**Details zur Aufgabe**
Ermittle, in wie vielen Zeilen der folgenden Daten das Wort „white“ vorkommt, und gib nur diese Zahl an. Groß- und Kleinschreibung ist dabei zu beachten.

**Datensatz**
================
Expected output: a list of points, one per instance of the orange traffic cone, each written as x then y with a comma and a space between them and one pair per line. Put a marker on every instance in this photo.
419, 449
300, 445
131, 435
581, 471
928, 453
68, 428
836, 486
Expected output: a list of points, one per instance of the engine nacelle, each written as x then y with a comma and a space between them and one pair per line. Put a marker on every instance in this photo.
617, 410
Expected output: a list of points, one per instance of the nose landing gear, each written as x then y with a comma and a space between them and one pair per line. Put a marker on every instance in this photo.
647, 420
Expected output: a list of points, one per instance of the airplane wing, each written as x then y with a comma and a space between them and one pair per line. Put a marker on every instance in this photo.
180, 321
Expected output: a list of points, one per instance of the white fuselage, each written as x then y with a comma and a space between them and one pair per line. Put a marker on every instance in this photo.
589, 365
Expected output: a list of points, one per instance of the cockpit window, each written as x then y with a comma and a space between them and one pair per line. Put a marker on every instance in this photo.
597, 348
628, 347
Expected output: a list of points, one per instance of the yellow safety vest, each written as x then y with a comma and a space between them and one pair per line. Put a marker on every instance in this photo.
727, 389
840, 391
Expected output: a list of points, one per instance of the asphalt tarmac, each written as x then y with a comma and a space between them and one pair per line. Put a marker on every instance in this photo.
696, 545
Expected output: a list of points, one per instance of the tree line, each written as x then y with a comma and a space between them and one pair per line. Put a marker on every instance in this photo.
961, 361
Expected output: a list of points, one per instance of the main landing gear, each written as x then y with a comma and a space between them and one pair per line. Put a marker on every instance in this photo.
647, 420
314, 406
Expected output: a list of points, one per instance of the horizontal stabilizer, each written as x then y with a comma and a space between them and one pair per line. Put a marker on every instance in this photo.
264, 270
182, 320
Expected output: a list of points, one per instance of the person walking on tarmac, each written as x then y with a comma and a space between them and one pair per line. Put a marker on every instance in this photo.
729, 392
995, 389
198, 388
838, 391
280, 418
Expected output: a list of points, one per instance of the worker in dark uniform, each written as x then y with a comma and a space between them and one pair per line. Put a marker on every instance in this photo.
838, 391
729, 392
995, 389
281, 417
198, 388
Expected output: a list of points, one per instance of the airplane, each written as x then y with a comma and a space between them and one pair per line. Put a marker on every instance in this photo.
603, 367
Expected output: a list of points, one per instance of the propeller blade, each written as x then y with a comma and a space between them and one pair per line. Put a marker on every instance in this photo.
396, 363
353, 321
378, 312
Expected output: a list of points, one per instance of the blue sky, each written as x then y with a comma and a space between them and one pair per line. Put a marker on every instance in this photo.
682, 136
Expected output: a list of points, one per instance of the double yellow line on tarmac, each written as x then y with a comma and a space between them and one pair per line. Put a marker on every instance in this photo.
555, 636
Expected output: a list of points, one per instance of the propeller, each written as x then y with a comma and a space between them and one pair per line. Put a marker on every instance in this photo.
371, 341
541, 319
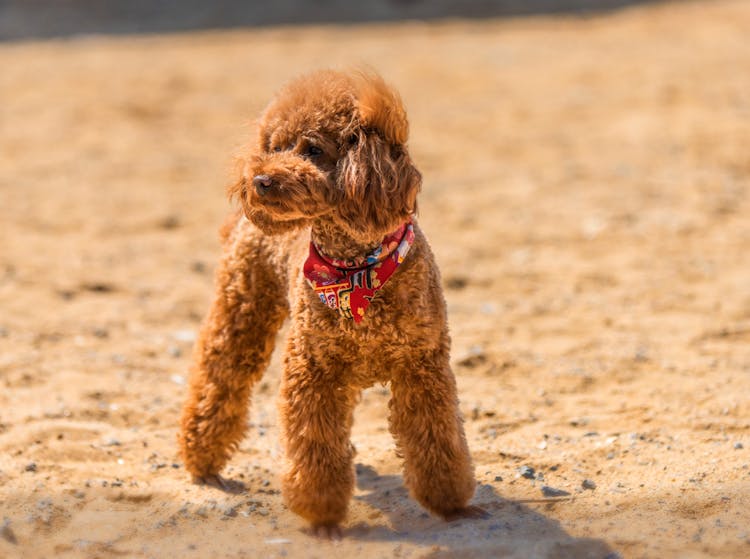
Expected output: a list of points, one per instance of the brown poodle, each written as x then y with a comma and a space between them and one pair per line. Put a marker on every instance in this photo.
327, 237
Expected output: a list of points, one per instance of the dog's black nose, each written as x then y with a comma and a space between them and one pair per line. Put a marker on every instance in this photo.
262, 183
================
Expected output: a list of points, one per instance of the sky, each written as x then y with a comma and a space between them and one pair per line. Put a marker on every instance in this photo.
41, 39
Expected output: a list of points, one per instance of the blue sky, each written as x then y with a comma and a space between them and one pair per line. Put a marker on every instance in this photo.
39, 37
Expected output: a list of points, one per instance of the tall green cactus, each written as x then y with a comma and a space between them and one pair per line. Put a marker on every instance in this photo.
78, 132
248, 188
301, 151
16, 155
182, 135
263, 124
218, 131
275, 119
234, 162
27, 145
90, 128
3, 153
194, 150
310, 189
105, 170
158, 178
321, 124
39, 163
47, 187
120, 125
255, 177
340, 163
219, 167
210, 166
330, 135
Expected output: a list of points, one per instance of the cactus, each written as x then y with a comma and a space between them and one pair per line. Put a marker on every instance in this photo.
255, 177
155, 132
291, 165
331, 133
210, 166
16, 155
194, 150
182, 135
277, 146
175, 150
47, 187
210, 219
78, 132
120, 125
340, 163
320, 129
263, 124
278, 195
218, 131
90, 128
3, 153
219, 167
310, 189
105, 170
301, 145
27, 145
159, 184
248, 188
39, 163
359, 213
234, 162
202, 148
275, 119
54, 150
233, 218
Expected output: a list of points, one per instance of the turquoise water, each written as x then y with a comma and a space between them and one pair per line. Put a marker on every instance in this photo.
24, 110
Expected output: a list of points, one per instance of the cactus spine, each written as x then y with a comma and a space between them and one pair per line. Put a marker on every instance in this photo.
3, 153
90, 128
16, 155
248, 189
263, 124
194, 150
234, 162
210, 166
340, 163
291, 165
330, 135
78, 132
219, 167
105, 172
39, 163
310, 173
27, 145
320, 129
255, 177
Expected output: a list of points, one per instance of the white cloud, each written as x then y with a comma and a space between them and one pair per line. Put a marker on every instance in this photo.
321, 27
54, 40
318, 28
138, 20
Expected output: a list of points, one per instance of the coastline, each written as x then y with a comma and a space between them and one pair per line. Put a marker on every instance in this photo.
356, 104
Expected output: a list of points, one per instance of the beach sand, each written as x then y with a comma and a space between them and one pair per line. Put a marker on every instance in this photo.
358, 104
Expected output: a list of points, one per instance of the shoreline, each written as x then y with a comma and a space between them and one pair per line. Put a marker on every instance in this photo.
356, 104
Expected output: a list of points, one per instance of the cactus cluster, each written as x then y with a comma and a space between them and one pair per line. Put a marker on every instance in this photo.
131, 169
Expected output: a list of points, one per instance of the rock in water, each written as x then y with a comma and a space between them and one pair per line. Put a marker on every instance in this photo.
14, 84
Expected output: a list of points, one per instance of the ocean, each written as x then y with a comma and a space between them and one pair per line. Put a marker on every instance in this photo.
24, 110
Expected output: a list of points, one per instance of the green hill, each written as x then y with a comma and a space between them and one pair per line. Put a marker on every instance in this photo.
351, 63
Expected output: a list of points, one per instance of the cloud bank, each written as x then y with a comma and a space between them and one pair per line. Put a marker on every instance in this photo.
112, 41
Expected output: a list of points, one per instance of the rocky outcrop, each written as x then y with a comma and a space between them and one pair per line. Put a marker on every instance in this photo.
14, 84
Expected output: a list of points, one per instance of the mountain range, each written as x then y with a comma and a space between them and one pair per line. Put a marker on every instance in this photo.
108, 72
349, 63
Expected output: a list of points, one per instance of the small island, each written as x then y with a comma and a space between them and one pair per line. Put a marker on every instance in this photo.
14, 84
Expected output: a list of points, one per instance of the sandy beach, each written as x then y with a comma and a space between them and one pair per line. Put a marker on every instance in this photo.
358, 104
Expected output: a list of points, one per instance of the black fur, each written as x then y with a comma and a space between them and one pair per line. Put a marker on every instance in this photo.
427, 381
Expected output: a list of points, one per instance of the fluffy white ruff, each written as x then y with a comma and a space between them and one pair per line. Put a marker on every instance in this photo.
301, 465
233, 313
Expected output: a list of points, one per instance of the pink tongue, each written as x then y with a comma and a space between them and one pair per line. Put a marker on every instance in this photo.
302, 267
================
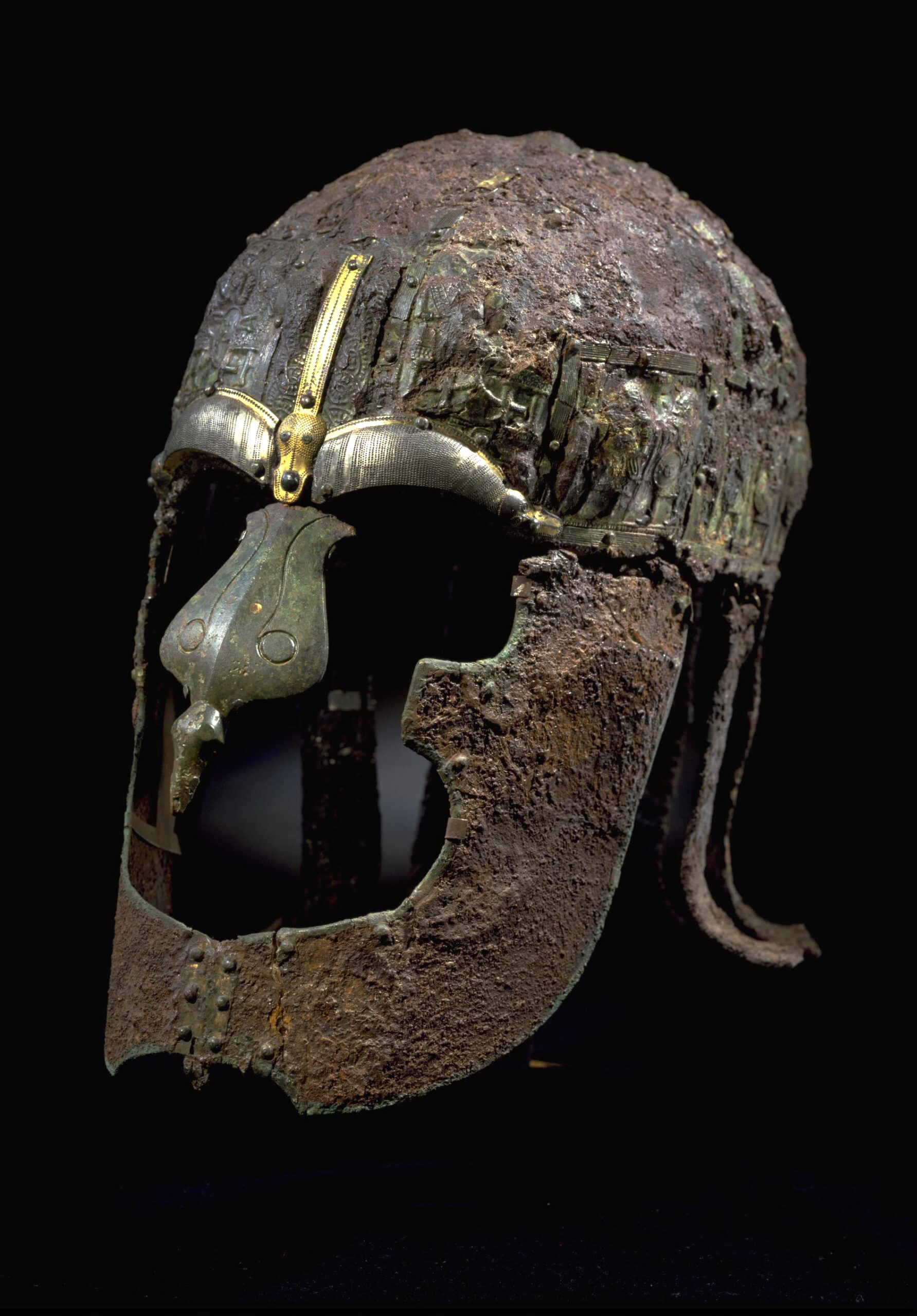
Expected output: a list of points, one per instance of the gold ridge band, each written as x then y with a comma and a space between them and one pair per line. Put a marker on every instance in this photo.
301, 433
================
**Ergebnis der Aufgabe**
3